>> start Given data
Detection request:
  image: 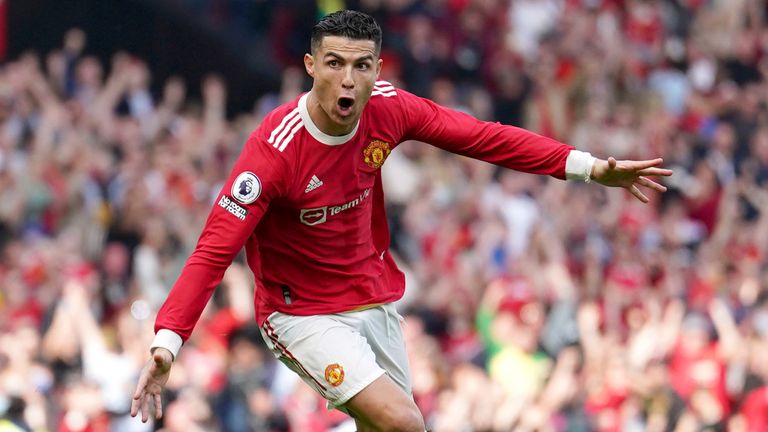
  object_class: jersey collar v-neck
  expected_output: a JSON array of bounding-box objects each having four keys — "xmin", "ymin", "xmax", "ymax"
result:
[{"xmin": 299, "ymin": 93, "xmax": 360, "ymax": 145}]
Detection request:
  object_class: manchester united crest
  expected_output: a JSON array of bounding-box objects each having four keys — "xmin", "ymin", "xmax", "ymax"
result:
[
  {"xmin": 325, "ymin": 363, "xmax": 344, "ymax": 387},
  {"xmin": 363, "ymin": 140, "xmax": 392, "ymax": 168}
]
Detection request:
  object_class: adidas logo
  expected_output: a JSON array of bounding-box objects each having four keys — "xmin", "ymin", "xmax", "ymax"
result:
[{"xmin": 304, "ymin": 175, "xmax": 323, "ymax": 193}]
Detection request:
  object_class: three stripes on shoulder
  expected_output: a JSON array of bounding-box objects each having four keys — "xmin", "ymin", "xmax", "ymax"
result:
[
  {"xmin": 371, "ymin": 81, "xmax": 397, "ymax": 97},
  {"xmin": 267, "ymin": 81, "xmax": 397, "ymax": 152}
]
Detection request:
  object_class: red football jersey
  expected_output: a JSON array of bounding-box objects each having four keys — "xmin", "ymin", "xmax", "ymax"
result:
[{"xmin": 155, "ymin": 81, "xmax": 571, "ymax": 340}]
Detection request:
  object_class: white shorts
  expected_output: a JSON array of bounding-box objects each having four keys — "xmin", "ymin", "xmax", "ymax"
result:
[{"xmin": 261, "ymin": 303, "xmax": 412, "ymax": 411}]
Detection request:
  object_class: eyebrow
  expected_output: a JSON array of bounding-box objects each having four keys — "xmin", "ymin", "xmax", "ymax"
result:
[{"xmin": 324, "ymin": 51, "xmax": 373, "ymax": 63}]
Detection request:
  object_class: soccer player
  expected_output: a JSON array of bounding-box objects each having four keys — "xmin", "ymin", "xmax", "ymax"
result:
[{"xmin": 131, "ymin": 11, "xmax": 671, "ymax": 431}]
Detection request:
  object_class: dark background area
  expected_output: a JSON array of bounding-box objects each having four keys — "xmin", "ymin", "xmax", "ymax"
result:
[{"xmin": 7, "ymin": 0, "xmax": 282, "ymax": 114}]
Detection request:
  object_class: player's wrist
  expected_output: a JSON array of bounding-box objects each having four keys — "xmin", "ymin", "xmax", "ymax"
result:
[
  {"xmin": 565, "ymin": 150, "xmax": 598, "ymax": 183},
  {"xmin": 149, "ymin": 329, "xmax": 184, "ymax": 360}
]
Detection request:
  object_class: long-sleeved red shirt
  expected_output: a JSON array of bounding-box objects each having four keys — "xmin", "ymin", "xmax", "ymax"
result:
[{"xmin": 155, "ymin": 81, "xmax": 591, "ymax": 350}]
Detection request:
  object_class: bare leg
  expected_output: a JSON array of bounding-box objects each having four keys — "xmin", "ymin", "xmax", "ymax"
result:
[{"xmin": 345, "ymin": 374, "xmax": 424, "ymax": 432}]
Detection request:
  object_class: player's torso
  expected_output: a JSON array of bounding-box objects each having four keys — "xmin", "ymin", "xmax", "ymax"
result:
[{"xmin": 257, "ymin": 97, "xmax": 399, "ymax": 267}]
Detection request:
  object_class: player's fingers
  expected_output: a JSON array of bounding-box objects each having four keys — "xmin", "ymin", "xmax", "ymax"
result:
[
  {"xmin": 155, "ymin": 394, "xmax": 163, "ymax": 420},
  {"xmin": 141, "ymin": 394, "xmax": 150, "ymax": 423},
  {"xmin": 635, "ymin": 177, "xmax": 667, "ymax": 192},
  {"xmin": 131, "ymin": 394, "xmax": 141, "ymax": 417},
  {"xmin": 629, "ymin": 185, "xmax": 649, "ymax": 203},
  {"xmin": 133, "ymin": 371, "xmax": 149, "ymax": 400},
  {"xmin": 637, "ymin": 167, "xmax": 672, "ymax": 177}
]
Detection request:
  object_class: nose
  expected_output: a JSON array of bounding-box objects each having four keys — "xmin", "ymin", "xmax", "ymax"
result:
[{"xmin": 341, "ymin": 67, "xmax": 355, "ymax": 90}]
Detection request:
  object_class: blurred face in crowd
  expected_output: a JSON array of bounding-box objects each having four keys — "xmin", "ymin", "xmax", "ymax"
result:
[{"xmin": 304, "ymin": 36, "xmax": 381, "ymax": 135}]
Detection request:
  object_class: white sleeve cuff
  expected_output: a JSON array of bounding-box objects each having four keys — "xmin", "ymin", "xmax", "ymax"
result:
[
  {"xmin": 565, "ymin": 150, "xmax": 597, "ymax": 183},
  {"xmin": 149, "ymin": 329, "xmax": 184, "ymax": 360}
]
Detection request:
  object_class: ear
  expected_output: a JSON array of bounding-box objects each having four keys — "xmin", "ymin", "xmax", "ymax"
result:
[{"xmin": 304, "ymin": 54, "xmax": 315, "ymax": 78}]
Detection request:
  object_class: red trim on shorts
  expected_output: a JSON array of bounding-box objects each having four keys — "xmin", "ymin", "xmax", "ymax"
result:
[{"xmin": 264, "ymin": 320, "xmax": 327, "ymax": 391}]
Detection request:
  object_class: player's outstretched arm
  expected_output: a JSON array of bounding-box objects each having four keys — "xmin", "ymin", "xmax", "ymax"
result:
[
  {"xmin": 131, "ymin": 348, "xmax": 173, "ymax": 422},
  {"xmin": 591, "ymin": 157, "xmax": 672, "ymax": 203}
]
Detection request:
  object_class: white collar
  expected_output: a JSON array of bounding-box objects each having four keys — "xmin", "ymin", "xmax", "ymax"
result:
[{"xmin": 299, "ymin": 93, "xmax": 360, "ymax": 145}]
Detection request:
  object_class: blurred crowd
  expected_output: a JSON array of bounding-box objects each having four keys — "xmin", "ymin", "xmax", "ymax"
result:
[{"xmin": 0, "ymin": 0, "xmax": 768, "ymax": 432}]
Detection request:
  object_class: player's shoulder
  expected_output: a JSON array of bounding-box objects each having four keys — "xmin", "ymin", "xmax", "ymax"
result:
[
  {"xmin": 251, "ymin": 97, "xmax": 304, "ymax": 153},
  {"xmin": 368, "ymin": 80, "xmax": 414, "ymax": 111}
]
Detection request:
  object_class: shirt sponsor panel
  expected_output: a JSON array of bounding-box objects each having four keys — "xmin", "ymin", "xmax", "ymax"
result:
[
  {"xmin": 299, "ymin": 188, "xmax": 371, "ymax": 226},
  {"xmin": 219, "ymin": 195, "xmax": 248, "ymax": 220}
]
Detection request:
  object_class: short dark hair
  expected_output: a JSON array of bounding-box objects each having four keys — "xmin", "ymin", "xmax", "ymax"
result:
[{"xmin": 311, "ymin": 10, "xmax": 381, "ymax": 55}]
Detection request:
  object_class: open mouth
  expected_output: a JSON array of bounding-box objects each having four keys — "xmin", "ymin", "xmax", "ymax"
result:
[{"xmin": 336, "ymin": 97, "xmax": 355, "ymax": 115}]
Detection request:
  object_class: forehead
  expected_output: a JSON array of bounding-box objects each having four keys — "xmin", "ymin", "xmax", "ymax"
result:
[{"xmin": 317, "ymin": 36, "xmax": 376, "ymax": 58}]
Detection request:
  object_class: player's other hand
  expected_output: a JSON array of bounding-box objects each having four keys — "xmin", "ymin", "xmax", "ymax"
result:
[
  {"xmin": 131, "ymin": 348, "xmax": 173, "ymax": 423},
  {"xmin": 592, "ymin": 157, "xmax": 672, "ymax": 203}
]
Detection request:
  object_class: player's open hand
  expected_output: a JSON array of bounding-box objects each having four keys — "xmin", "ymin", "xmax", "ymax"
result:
[
  {"xmin": 592, "ymin": 157, "xmax": 672, "ymax": 203},
  {"xmin": 131, "ymin": 348, "xmax": 173, "ymax": 422}
]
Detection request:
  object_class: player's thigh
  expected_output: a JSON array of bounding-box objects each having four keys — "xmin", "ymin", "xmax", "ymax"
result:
[
  {"xmin": 360, "ymin": 303, "xmax": 412, "ymax": 395},
  {"xmin": 261, "ymin": 312, "xmax": 385, "ymax": 407},
  {"xmin": 344, "ymin": 375, "xmax": 424, "ymax": 432}
]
>> end Given data
## Exercise goal
Count the lines in the data above that contain the string "shirt", matching case exactly, and reply with the number alone.

## Answer to this problem
2